↓↓↓

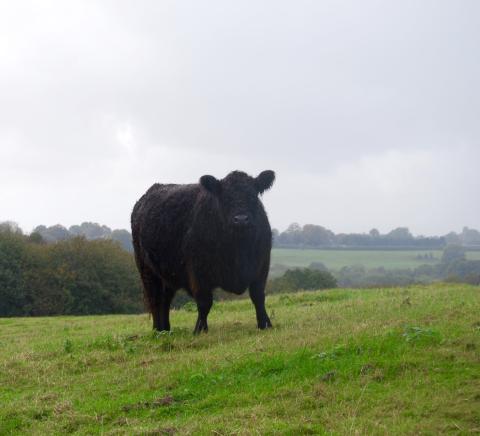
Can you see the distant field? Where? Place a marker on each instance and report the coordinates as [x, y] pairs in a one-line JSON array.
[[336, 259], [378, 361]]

↑↑↑
↓↓↓

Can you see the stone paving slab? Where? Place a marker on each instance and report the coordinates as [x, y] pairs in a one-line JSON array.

↑↑↑
↓↓↓

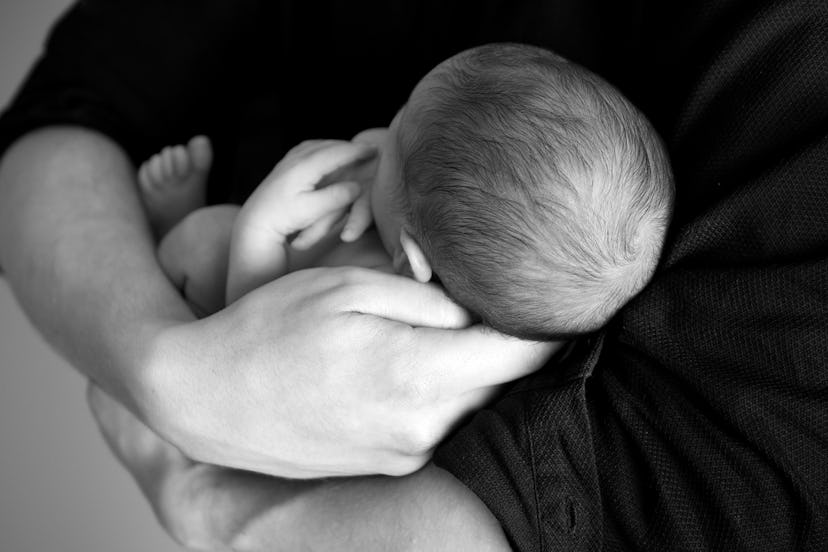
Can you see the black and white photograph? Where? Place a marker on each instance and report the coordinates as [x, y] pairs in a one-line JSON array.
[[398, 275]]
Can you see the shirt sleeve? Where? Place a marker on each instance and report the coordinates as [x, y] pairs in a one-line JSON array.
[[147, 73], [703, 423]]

↑↑↑

REQUIRED WORK:
Could you reproduce verbatim the data between the line holding "Can you see the distant" and the line holding "[[336, 259], [378, 361]]", both included?

SOLUTION FOR THIS PROBLEM:
Can you see the distant field? Where? Place a marker on each instance and report the coordinates as [x, y] pairs in a one-line JSON array.
[[336, 259], [378, 361]]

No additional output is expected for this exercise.